═══ Data for the task
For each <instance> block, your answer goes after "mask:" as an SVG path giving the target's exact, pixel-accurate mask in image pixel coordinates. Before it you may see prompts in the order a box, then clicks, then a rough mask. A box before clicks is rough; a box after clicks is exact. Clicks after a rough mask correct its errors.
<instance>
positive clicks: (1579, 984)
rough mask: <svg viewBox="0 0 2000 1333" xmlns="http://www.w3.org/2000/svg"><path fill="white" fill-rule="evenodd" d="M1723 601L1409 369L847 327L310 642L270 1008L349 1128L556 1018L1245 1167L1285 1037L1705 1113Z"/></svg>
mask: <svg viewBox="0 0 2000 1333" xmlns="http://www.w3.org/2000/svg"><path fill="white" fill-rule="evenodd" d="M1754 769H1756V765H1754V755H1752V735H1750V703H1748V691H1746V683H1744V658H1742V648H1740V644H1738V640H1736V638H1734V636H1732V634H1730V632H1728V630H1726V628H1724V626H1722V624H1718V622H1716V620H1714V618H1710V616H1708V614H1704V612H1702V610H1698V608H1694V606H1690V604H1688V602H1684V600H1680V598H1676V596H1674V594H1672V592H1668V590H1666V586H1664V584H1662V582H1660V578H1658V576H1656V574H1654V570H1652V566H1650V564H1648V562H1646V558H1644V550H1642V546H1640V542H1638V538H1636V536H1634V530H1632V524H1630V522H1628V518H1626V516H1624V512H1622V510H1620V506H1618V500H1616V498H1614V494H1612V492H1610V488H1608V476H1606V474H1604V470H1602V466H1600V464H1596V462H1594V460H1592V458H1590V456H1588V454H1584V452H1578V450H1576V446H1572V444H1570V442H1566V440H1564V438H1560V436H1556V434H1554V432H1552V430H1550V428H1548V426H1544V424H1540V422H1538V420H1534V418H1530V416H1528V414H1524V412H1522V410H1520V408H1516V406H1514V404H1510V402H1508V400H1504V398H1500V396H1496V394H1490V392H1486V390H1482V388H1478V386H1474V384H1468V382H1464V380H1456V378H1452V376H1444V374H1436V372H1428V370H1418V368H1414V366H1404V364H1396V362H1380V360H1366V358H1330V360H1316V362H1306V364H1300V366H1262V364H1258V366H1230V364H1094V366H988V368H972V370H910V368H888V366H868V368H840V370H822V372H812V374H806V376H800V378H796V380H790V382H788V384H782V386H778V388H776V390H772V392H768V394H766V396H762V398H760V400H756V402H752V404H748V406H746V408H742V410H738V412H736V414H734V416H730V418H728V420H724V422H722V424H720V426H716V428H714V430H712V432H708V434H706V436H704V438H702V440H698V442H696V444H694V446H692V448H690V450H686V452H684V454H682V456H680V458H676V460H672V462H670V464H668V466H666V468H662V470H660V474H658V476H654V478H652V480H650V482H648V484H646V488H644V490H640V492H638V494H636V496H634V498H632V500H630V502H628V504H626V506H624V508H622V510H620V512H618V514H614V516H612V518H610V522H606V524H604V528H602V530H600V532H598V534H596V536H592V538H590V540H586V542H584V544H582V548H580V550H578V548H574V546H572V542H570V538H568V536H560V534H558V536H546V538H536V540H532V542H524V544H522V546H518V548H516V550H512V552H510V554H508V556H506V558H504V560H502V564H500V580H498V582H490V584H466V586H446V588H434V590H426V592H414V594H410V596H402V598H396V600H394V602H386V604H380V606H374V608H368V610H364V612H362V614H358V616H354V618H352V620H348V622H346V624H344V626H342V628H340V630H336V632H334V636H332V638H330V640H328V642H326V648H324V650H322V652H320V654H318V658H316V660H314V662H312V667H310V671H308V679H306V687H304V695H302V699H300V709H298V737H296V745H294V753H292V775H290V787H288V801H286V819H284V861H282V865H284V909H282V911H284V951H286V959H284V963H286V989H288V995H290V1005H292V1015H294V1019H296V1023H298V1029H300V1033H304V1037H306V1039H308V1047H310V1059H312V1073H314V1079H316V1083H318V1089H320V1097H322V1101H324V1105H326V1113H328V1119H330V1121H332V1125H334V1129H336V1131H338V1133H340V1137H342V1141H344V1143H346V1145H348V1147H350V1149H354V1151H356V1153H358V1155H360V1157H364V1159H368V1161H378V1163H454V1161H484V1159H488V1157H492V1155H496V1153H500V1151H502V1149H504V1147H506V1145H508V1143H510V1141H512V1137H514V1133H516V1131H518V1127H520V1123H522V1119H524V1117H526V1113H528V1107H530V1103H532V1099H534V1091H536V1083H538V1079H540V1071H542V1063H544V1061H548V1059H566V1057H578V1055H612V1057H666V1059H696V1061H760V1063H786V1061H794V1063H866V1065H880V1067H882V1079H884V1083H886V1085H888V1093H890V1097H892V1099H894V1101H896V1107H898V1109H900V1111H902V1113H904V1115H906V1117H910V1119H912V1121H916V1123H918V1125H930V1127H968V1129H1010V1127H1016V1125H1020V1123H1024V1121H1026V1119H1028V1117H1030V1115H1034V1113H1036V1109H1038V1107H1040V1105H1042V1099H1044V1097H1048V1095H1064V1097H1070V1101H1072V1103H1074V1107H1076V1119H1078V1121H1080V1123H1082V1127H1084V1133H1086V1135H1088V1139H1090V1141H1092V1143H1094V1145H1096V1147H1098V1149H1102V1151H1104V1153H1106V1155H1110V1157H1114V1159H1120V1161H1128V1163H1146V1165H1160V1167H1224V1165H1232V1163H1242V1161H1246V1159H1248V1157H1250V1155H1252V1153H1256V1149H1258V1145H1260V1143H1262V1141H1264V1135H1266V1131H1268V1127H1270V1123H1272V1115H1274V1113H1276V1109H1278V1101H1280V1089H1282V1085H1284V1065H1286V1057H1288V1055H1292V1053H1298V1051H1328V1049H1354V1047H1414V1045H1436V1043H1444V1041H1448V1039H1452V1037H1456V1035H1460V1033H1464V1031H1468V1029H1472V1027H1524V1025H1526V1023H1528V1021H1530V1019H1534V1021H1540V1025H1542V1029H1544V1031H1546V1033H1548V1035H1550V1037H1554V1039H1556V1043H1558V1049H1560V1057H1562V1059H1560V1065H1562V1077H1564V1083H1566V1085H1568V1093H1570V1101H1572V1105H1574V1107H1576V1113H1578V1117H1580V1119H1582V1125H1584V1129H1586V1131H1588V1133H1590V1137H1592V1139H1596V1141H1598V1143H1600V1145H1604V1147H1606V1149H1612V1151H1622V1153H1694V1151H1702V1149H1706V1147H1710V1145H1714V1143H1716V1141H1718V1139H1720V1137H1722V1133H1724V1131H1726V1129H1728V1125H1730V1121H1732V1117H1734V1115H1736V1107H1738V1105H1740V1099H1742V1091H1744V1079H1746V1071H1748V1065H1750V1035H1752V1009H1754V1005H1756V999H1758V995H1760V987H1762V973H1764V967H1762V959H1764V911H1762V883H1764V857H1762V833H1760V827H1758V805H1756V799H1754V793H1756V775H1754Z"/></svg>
══════
Instructions to follow
Render the items above as a numbered list, starting at their first line and stopping after the line that contains "positive clicks: (1579, 984)", with any blank lines left out.

Response box
1. For each <instance> block, your answer goes after "mask:" as an SVG path giving the target's exact, pixel-accurate mask in image pixel coordinates. Before it you may see prompts in the order a box, then clicks, then a rough mask. A box before clicks is rough; a box after clicks is exact. Clicks after a rough mask correct its errors.
2. <instance>
3. positive clicks: (1579, 984)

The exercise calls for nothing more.